** start GIVEN DATA **

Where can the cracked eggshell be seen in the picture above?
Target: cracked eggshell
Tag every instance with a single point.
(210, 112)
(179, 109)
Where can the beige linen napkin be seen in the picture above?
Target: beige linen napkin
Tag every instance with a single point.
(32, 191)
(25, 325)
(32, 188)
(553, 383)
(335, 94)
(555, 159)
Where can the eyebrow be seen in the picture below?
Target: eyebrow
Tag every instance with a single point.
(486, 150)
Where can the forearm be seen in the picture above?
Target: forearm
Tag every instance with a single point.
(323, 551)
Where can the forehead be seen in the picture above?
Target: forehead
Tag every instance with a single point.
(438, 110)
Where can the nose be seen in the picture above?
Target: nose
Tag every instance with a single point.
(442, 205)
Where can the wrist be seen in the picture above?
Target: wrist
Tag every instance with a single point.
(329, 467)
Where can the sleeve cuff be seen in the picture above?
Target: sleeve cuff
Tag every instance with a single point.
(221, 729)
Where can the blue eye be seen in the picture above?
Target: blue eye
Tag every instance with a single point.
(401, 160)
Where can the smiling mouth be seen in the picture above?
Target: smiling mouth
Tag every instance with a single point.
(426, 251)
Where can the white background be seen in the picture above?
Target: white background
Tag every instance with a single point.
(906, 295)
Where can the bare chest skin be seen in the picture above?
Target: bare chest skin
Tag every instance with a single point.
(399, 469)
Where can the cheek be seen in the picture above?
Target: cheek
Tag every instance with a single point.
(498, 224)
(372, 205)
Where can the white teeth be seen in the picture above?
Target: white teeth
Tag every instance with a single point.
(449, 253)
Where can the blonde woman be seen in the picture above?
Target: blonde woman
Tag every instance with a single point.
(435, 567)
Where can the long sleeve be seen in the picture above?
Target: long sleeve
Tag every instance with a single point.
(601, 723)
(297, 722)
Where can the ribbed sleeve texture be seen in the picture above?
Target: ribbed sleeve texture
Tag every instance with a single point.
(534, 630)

** end GIVEN DATA **

Please copy out, word for word, the stretch from the line containing "Where can the long" through the end of the entries.

RESPONSE TO THE TASK:
Where can the long sleeve be seen in the picture above?
Target: long sleeve
Tag every instance with a single point.
(601, 723)
(297, 722)
Where can the ribbed sleeve texture be seen in the picture above?
Target: ribbed sleeve texture
Tag every instance with a single point.
(534, 630)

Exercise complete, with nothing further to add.